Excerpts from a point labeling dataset
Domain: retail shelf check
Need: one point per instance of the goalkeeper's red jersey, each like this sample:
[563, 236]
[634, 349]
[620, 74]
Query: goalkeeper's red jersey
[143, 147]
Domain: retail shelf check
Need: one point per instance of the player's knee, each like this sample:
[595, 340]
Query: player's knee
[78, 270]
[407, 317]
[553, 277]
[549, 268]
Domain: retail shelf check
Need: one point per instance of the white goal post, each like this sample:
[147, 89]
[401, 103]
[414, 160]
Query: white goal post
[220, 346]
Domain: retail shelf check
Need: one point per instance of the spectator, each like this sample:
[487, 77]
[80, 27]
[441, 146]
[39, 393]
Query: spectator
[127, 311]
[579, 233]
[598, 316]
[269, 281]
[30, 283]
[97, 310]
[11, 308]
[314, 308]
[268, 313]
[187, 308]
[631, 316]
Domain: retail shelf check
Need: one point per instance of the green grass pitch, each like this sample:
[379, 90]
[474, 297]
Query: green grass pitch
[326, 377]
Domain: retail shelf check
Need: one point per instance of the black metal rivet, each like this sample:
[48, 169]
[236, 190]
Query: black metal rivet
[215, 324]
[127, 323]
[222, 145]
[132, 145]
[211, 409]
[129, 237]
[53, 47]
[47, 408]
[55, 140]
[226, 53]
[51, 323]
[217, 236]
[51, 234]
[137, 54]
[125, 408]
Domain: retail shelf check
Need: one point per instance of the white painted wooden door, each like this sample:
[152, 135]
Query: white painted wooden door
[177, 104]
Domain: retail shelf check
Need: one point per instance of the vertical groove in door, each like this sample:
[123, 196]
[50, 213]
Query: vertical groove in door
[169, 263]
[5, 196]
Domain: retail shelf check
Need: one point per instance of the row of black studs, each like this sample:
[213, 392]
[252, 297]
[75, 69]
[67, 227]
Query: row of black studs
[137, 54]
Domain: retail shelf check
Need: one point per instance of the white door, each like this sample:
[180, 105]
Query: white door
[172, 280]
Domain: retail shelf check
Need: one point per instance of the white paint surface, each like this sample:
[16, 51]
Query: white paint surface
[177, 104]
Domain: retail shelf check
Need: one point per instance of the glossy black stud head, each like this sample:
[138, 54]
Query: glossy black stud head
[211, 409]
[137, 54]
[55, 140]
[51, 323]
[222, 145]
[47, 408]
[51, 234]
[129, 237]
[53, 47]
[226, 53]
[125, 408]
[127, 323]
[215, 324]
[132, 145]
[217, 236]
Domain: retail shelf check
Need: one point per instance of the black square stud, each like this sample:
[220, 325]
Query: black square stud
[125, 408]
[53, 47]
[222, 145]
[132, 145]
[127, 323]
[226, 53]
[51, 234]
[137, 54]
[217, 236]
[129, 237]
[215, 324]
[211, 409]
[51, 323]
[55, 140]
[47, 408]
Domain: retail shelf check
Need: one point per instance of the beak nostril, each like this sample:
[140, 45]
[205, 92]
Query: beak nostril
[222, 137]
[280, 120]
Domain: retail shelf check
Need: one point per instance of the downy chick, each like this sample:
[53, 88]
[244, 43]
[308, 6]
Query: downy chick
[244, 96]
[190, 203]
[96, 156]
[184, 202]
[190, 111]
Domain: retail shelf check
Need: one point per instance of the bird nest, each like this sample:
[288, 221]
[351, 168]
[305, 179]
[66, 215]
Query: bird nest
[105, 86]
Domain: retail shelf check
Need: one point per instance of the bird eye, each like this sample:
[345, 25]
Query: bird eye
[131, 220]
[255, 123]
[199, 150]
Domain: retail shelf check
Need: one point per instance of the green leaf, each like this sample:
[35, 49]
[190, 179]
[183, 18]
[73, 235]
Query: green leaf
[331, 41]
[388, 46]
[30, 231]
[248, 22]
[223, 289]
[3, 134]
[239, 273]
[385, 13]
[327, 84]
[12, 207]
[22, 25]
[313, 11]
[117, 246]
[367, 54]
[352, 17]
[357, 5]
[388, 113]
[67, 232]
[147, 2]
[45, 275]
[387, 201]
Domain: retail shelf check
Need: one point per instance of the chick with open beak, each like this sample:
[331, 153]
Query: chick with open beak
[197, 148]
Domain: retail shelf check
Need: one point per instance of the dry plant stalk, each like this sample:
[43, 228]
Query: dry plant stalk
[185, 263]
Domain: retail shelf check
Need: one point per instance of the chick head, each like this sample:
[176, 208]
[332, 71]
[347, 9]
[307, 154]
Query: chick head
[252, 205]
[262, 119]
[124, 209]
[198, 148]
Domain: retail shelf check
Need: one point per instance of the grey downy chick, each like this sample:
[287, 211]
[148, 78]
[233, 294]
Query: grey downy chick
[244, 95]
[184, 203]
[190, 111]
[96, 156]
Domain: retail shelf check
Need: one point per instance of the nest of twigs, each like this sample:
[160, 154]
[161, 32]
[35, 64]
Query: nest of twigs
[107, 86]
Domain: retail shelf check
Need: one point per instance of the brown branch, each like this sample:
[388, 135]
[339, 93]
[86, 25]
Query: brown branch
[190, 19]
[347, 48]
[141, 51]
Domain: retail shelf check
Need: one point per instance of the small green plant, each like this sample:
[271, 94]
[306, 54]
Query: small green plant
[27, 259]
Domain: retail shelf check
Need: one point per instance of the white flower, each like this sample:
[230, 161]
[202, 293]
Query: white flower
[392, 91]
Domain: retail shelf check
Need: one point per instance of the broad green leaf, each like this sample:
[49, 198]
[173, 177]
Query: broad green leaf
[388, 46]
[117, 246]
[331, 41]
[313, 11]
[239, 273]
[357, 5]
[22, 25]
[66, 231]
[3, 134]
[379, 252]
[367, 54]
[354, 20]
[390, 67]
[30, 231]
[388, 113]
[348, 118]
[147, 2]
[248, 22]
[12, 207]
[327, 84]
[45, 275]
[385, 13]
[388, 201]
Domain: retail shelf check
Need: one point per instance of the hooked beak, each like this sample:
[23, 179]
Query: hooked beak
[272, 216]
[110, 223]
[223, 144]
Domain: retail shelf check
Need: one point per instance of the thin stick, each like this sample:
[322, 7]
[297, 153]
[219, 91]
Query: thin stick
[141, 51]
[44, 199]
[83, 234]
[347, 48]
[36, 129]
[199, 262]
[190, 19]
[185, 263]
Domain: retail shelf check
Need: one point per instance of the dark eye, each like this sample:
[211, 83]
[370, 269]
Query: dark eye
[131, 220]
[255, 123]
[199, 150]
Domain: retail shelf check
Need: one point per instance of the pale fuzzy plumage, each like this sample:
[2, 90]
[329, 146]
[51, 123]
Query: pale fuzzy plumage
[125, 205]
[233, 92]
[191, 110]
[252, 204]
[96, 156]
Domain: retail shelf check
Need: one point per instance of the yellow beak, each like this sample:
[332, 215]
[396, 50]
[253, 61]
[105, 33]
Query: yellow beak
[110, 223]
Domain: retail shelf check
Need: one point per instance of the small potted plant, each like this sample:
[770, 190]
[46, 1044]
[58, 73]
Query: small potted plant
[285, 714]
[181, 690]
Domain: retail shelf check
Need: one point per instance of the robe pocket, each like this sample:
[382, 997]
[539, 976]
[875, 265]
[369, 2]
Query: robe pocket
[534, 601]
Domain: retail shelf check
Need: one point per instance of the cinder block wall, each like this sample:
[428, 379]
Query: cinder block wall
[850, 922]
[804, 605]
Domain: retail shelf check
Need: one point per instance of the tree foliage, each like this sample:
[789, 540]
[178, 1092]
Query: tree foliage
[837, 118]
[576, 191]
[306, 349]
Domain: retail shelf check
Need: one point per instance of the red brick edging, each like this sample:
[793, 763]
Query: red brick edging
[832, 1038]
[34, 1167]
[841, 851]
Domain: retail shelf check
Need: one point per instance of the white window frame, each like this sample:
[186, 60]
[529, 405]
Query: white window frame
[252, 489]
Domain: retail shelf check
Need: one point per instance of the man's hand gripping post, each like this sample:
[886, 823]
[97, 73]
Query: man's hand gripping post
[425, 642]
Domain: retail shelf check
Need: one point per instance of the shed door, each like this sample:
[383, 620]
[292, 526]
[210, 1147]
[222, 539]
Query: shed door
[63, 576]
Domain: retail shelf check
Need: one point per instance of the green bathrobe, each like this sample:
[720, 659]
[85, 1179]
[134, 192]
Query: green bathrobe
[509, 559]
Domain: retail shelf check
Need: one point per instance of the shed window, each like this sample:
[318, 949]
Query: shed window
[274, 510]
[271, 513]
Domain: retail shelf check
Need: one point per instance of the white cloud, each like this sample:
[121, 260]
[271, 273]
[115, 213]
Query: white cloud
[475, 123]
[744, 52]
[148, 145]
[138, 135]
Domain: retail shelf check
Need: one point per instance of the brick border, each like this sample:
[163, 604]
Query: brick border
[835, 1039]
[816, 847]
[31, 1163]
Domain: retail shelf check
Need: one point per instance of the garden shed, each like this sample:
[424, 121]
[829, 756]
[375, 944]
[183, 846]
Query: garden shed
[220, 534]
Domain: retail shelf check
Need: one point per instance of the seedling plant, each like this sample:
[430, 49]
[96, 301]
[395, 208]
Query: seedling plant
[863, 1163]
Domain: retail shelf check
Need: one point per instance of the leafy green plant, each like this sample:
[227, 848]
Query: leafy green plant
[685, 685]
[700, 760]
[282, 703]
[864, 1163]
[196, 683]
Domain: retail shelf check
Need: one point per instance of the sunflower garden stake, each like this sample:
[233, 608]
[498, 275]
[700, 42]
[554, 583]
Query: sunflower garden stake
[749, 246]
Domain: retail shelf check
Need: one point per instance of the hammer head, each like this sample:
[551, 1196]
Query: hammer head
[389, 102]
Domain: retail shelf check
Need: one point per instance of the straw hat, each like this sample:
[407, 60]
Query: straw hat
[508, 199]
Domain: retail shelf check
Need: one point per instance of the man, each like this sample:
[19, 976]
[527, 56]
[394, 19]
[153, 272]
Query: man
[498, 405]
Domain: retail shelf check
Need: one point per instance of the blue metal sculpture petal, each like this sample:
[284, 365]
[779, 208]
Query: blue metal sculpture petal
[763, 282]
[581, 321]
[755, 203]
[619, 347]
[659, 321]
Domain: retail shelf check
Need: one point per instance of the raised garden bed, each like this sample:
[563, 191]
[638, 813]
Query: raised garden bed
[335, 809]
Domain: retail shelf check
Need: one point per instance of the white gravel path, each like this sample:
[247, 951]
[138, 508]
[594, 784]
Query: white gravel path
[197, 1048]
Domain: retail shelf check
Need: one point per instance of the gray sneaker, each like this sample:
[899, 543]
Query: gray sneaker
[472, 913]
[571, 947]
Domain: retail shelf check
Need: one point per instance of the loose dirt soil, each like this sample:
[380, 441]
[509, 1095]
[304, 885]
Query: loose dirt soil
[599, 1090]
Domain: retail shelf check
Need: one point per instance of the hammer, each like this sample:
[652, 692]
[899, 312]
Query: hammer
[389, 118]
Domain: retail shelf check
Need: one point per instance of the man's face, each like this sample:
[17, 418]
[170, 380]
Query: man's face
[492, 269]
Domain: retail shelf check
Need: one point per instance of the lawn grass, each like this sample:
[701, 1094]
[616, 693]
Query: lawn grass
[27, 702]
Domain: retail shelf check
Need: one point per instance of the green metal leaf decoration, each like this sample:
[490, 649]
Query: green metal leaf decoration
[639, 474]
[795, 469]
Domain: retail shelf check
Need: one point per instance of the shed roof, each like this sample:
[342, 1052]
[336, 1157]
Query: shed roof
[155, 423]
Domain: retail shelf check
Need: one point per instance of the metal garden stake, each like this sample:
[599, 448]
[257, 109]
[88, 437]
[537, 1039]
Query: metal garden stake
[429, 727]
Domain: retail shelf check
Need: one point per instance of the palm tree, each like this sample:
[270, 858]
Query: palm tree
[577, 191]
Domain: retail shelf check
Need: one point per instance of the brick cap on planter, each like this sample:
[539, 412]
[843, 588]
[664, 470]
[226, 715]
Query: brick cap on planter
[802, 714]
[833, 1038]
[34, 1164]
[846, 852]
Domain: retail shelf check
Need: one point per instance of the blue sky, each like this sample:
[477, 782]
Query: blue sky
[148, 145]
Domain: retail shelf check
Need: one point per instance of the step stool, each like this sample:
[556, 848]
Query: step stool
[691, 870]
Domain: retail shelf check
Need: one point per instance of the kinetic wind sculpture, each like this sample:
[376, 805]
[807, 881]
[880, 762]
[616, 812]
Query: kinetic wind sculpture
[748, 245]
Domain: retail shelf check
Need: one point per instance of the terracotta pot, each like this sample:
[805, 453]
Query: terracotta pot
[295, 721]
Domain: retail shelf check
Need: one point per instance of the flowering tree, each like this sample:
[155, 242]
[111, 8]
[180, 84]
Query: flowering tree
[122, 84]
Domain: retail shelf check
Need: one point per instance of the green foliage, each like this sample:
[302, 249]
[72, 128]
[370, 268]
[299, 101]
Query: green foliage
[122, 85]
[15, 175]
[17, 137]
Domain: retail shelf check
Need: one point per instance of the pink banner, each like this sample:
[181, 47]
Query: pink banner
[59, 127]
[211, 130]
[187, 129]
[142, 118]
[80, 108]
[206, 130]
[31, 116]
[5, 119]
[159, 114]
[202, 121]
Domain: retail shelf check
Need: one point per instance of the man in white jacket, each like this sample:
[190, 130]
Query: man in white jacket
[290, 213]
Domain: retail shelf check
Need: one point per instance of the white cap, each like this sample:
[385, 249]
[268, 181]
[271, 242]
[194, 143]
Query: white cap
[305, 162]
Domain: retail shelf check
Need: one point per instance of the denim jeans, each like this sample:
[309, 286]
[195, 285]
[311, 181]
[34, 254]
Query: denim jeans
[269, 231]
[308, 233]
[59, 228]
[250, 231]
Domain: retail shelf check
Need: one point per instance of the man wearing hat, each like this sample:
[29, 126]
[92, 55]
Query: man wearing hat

▶ **Aim**
Report each line in the records above that contains the word "path", reproducing every such line in full.

▶ **Reply**
Need: one point per instance of the white gravel path, each like this sample:
Query: white gravel path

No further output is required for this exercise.